Problem statement => List every line below that contains the string "Task", copying each one in full.

Records to use =>

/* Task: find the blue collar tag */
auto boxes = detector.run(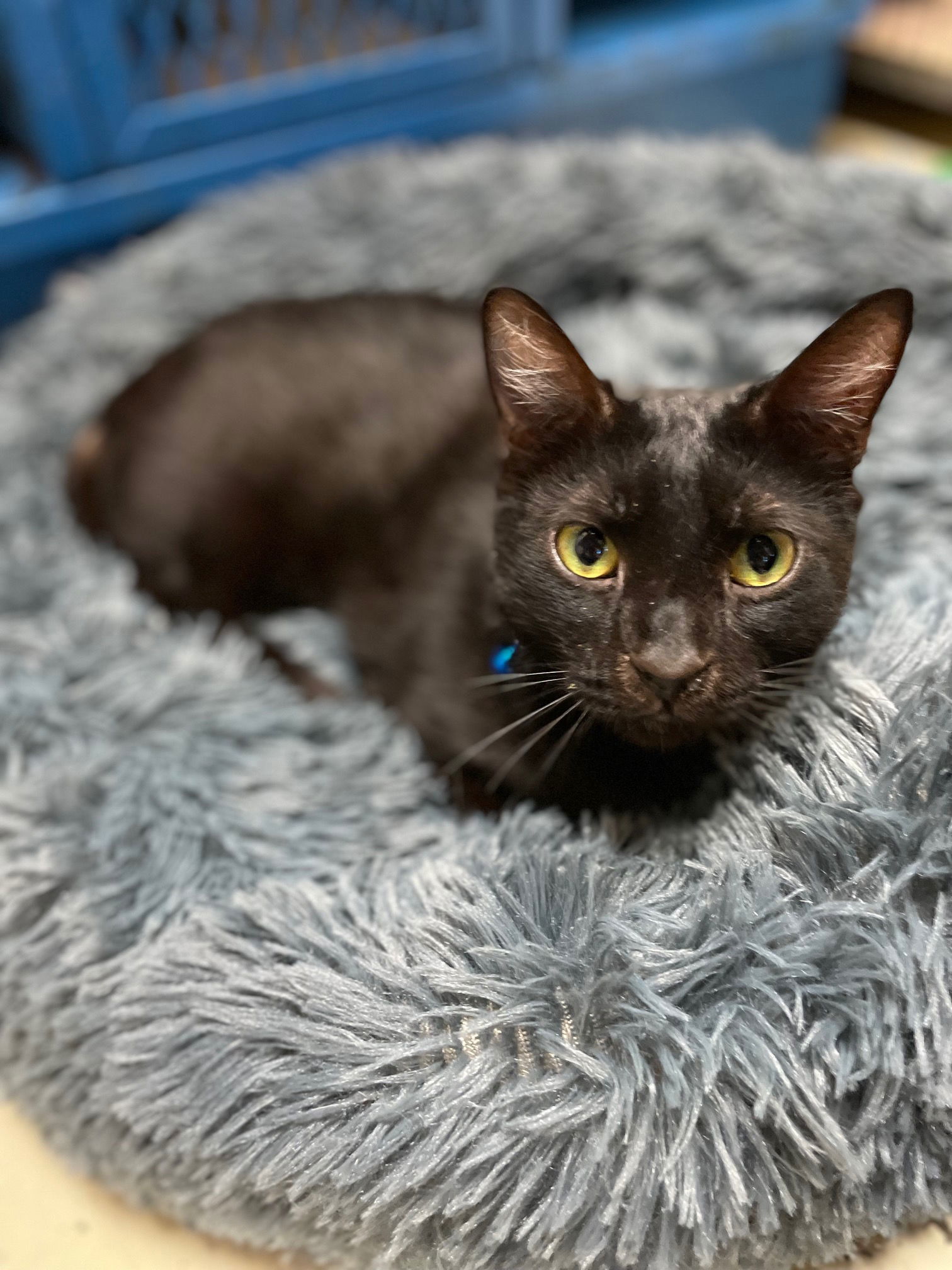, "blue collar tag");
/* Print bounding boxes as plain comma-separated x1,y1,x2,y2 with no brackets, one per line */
489,640,519,674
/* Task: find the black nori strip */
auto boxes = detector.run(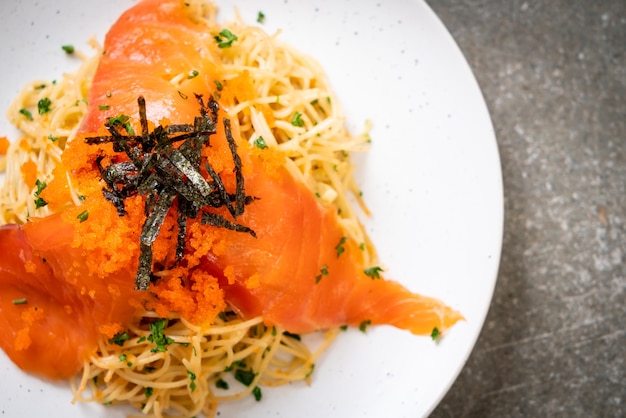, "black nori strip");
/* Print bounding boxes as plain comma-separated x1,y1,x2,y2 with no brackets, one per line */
202,212,256,238
224,118,245,217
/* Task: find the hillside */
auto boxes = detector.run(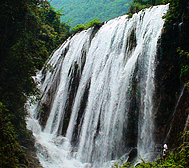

Correct answer =>
/* Task: find the blue collar tag */
/* Task: find the black nori strip */
/* Task: find the hillside */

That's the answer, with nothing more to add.